-- Start of Supplied data --
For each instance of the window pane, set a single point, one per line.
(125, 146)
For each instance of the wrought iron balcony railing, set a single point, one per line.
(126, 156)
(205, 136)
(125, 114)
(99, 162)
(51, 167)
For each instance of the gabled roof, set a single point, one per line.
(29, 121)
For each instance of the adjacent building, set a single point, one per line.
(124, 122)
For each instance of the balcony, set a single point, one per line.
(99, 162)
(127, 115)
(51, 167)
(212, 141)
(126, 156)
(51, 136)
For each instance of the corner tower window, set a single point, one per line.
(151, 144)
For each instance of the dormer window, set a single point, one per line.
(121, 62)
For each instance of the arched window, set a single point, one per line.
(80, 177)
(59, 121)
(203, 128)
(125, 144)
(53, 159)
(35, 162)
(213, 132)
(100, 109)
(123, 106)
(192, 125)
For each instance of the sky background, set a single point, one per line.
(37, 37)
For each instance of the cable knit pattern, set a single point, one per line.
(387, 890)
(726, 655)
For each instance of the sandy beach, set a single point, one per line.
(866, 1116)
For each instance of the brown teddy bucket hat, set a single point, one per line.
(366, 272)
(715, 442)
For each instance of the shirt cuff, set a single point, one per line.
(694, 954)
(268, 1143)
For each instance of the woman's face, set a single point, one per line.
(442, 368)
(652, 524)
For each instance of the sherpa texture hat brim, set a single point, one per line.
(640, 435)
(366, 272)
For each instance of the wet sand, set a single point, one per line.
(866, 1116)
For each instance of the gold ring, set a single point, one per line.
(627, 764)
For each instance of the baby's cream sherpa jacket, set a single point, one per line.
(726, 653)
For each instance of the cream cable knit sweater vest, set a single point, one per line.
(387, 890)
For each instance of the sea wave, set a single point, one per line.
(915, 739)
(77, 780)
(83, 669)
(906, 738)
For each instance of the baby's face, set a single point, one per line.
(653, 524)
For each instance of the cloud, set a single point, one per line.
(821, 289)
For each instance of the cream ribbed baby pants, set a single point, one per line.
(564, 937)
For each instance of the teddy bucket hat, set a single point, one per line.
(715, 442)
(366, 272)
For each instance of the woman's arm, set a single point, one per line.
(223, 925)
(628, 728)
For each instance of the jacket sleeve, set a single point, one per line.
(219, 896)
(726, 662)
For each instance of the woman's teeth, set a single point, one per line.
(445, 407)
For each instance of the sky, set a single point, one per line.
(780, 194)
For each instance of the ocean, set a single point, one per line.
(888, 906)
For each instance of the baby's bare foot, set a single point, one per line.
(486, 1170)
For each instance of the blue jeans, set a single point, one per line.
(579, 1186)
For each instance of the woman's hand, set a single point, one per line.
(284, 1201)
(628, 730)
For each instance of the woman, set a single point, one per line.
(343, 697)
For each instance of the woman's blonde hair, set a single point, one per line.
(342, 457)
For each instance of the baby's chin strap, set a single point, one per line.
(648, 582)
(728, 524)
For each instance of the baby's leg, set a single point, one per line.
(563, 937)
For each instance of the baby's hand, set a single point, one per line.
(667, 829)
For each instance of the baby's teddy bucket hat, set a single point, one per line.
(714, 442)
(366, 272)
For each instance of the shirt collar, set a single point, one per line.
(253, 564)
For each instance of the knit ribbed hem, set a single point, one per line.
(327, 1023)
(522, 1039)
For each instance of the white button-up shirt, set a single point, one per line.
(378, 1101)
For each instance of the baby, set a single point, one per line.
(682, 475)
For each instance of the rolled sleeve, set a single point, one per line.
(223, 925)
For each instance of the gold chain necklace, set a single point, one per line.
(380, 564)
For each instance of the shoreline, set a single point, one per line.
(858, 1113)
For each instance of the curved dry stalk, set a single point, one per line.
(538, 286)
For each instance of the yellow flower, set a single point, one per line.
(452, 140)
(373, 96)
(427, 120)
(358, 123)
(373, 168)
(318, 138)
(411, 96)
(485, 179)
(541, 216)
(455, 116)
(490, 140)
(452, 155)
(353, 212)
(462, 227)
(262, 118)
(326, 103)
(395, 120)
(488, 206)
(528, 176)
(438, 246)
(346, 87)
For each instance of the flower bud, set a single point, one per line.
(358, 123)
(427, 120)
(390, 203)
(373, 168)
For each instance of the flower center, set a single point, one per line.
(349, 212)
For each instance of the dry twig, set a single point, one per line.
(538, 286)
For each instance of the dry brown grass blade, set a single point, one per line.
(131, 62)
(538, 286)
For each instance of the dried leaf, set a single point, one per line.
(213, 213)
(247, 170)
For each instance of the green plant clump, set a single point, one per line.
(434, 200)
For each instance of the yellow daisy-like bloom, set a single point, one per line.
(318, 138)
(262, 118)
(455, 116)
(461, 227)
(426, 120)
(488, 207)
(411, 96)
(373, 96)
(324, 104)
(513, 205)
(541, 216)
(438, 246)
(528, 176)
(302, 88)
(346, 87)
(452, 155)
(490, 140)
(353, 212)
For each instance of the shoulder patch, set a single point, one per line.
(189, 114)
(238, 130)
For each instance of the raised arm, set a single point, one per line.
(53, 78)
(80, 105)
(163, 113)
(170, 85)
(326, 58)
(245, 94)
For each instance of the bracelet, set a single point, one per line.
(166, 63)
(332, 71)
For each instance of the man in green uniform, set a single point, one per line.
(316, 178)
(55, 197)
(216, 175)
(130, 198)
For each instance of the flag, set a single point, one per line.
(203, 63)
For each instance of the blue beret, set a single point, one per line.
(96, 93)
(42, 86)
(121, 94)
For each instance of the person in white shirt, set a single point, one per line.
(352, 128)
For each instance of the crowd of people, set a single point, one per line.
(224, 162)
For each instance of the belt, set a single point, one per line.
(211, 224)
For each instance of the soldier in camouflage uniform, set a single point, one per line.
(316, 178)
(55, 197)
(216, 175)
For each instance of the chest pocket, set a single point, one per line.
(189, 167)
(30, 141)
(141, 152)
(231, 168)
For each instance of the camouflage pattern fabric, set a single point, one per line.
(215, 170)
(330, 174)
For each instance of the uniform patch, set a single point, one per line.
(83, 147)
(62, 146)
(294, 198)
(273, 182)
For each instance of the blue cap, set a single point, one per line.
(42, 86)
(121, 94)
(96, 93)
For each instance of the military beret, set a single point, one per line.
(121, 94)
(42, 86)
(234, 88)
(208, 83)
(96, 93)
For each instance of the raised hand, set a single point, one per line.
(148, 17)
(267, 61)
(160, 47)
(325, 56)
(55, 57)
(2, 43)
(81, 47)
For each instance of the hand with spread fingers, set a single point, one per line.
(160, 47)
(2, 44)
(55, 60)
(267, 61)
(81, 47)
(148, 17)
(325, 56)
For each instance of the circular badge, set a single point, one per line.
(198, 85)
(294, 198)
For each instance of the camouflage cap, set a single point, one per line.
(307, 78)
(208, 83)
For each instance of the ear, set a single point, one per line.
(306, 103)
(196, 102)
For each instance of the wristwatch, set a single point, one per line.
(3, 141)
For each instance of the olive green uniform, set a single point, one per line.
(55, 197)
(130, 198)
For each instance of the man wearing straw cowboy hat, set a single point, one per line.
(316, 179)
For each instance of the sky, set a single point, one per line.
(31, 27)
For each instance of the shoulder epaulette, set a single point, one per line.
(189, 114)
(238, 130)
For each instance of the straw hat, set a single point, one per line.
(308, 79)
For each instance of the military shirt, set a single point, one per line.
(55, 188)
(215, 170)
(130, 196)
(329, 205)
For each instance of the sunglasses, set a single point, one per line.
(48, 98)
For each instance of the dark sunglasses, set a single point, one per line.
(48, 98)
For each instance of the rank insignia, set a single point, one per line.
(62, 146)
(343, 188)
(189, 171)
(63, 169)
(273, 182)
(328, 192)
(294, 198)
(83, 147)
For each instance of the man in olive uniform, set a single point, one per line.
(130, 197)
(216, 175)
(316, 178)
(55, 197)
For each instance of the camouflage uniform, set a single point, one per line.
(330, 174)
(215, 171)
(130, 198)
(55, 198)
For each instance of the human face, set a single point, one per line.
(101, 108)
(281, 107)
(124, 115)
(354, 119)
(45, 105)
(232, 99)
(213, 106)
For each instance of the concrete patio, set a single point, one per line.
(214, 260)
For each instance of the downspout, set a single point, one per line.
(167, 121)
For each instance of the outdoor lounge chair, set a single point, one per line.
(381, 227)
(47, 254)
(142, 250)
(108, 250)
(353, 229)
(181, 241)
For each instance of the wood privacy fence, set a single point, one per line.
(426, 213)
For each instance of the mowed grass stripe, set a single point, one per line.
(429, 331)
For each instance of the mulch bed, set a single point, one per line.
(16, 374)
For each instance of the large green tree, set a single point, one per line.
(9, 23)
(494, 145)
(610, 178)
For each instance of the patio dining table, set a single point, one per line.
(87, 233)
-- End of Supplied data --
What the exercise asks:
Please give the lines of the rows above, starting with the line containing "For each instance of the blue jeans, set" and continuing through the line containing "(522, 1039)", as a JSON list of strings with one string per line and blank lines left out.

Exercise response:
[
  "For each instance of the blue jeans, set a single point, one per line.",
  "(579, 1186)",
  "For each instance of the woman's hand, set a single point, one per line.",
  "(284, 1201)",
  "(628, 730)",
  "For each instance of the woman, set a single point, one per line.",
  "(343, 697)",
  "For each instance of the woman's blonde hair, set a single point, one per line.",
  "(342, 457)",
  "For each instance of the baby's chin strap, set a single point, one per line.",
  "(648, 582)",
  "(728, 524)",
  "For each instance of the baby's leg, set a single point, one per line.",
  "(563, 937)",
  "For each instance of the baby's hand, set a single point, one per line.",
  "(667, 829)",
  "For each instance of the baby's teddy bucket hat, set a single point, one per line.",
  "(714, 442)",
  "(366, 272)",
  "For each instance of the shirt collar, set a single point, one per line.",
  "(253, 564)",
  "For each instance of the knit ribbed hem, set a single point, one per line.",
  "(327, 1023)",
  "(522, 1039)"
]